-- BEGIN --

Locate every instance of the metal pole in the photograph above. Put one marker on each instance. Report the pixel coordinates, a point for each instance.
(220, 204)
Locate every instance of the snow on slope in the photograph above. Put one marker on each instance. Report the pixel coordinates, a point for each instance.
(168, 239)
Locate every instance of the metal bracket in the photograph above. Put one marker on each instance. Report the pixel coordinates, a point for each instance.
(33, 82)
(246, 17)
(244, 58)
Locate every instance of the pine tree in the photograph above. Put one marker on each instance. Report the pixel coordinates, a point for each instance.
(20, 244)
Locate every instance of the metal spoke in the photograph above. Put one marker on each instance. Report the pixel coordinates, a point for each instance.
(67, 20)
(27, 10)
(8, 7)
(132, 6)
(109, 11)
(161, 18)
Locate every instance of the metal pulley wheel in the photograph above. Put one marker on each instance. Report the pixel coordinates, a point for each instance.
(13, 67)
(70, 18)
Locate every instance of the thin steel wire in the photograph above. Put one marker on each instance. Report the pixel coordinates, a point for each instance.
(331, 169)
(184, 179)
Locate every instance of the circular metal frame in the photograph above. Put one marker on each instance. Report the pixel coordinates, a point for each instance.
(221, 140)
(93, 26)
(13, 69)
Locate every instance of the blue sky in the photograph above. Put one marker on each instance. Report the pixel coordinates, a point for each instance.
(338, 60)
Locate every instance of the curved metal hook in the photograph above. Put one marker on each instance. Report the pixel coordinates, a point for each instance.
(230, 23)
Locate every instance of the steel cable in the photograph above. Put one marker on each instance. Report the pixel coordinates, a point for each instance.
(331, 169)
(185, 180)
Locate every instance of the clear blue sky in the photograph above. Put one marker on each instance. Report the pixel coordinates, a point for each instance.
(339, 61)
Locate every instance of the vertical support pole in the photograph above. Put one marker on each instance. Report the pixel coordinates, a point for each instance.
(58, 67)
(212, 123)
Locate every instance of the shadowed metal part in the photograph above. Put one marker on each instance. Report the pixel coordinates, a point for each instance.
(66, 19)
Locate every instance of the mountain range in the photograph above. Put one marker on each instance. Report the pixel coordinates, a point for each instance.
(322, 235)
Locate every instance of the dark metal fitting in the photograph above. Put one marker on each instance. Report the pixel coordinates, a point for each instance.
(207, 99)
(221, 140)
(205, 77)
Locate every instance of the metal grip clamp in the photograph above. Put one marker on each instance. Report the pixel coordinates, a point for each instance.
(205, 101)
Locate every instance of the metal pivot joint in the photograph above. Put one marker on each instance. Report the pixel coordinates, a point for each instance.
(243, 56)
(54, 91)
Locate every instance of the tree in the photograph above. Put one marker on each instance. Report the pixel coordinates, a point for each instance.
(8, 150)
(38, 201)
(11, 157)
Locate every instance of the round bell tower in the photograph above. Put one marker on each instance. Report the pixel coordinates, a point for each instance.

-- END --

* What the task requires
Copy the data from the line containing "Locate every instance of the blue" through the end, inclusive, substituting "dot" for each "marker" and leaving everything else unchanged.

* Final result
Locate every instance of the blue sky in the photograph above. Put one dot on each instance. Report the pixel coordinates, a point for each instance.
(338, 60)
Locate every instance of the curved metal hook in the photograph above. Put one dot on each instance. Report the pixel coordinates, a point for each instance.
(230, 23)
Locate every instance of the steel cable in the photograph above. Put one dot on each instance. Report the pixel coordinates, a point for each instance.
(331, 169)
(185, 180)
Locate every instance of the clear blue sky in the photograph above. Put one dot on each instance. Report the pixel coordinates, a point for each instance.
(339, 61)
Locate every instance of the vertical support pole in the photograph above. Put one dot on each instance. Report the pixel coordinates, a point for each instance.
(58, 67)
(212, 123)
Locate every instance of the shadowed metal part in the photograph above. Put one dot on each instance. Report the pixel coordinates, a point for each instance.
(66, 19)
Locate every instance of the mountain range in the photograph above. Put one dot on each instance. Report the pixel coordinates, a point for each instance.
(322, 235)
Locate every instance of the dark metal fitting in the photograph above. Put one dot on each instance. Report the pixel coordinates, a point for each instance.
(207, 99)
(221, 140)
(205, 77)
Locate every instance of the metal grip clamp in the photograph above. Put one dot on each instance. Report the pixel coordinates, a point for each instance.
(205, 101)
Locate every instance of the metal pivot joint in the photograph above. Put one dot on each instance. Report the pixel coordinates, a point for each instance.
(243, 56)
(54, 91)
Locate every instance of the tree in the photograph above. Put one dot on each instance. Report the pixel coordinates, a point for each instance.
(8, 150)
(38, 201)
(11, 157)
Locate every instance of the round bell tower in the photograph above. Put one dot on each instance. Report the pixel coordinates, a point for each instance.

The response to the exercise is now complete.